▸ DOCUMENT SECTION
Wednesday, May 08, 2013

Spitball Versus Deca Durabolin


There is a very simple difference between loading up a baseball and shooting up with PEDs. One gets an amused chuckle, a suggestion that it's a part of the game and its long, glorious history of spitballers, emery boards and Hall of Fame pitchers named Gaylord. The other is high treason equivalent to strangling kittens whilst doing unspeakable things under the influence of My Little Pony slashfic

Both, of course, are against the rules of baseball; both are considered cheating. But the same guardians of the temple who will rail against the very gods lest Cooperstown be tainted with the admission of a steroid-stained cheater will just smile ruefully at the notion that Clay Buchholz had a sleeve full of something naughty that he's been using to load up the ball, and maybe reminisce a little about Burleigh Grimes, Whitey Ford, and the time Kevin Gross tried to hide the evidence of his cheating on the infield.
Part of the difference in reaction is of course tradition. Whitey Ford, the man who bought sandwiches and chianti for his bullpen on the days he pitched, is one of the game's great characters, enshrined in Cooperstown and an intrinsic part of the powerhouse Yankee teams of the mid-century. To suddenly and retroactively equate his artistry with the emery board (or his catcher Elston Howard's ability to scuff a ball on his shin guards in full view of the unsuspecting umpire) with the crimes of the infamous Dan Naulty would be to cast aspersions on the Hall, and on that Yankee dynasty, and thus on much of baseball's tradition. It's simply not worth it.
But I think the real reason the two are regarded as indisputably different is this: scuffing a baseball is what you do, shooting up with PEDs changes what you are. Scuffing a baseball is what the pitcher does. He can be detected at any time, whether it be by the ump or a batter who complains that something had too much movement or a sharp-eyed coach who knows that what he's seeing live far exceeds what he saw on video. The evidence is out there; the other team has every chance to spot it, identify the cheater, and get him thrown out. It's a battle of wits. Either side can win, and the means of spotting the cheating are not so esoteric nor expensive they require a chemical analysis lab.

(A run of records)
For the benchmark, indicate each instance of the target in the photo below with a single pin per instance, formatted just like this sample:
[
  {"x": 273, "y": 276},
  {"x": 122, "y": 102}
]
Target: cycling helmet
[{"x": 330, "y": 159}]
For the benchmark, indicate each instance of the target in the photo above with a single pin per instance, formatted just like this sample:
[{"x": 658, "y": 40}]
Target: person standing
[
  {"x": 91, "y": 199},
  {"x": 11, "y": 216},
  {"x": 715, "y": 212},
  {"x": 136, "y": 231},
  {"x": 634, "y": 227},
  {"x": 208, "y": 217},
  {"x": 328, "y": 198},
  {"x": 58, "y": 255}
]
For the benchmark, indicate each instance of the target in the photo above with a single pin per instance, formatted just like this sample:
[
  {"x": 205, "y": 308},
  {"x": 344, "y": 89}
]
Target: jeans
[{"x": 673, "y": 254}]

▸ PROBLEMS TO SOLVE
a. Answer the following from the post on spitballs and steroids:
(i) Which pitcher is said to have had a sleeve full of something he used to load up the ball?
(ii) Who bought sandwiches and chianti for his bullpen on the days he pitched?
(iii) Which catcher could scuff a ball on his shin guards in full view of the umpire?
b. Reproduce all the records, substituting "For the evaluation" for each occurrence of "For the benchmark" and leaving everything else unchanged.

▸ RESPONSES TO THE TASKS
a.
(i) Clay Buchholz
(ii) Whitey Ford
(iii) Elston Howard

b.
For the evaluation, indicate each instance of the target in the photo below with a single pin per instance, formatted just like this sample:
[
  {"x": 273, "y": 276},
  {"x": 122, "y": 102}
]
Target: cycling helmet
[{"x": 330, "y": 159}]
For the evaluation, indicate each instance of the target in the photo above with a single pin per instance, formatted just like this sample:
[{"x": 658, "y": 40}]
Target: person standing
[
  {"x": 91, "y": 199},
  {"x": 11, "y": 216},
  {"x": 715, "y": 212},
  {"x": 136, "y": 231},
  {"x": 634, "y": 227},
  {"x": 208, "y": 217},
  {"x": 328, "y": 198},
  {"x": 58, "y": 255}
]
For the evaluation, indicate each instance of the target in the photo above with a single pin per instance, formatted just like this sample:
[
  {"x": 205, "y": 308},
  {"x": 344, "y": 89}
]
Target: jeans
[{"x": 673, "y": 254}]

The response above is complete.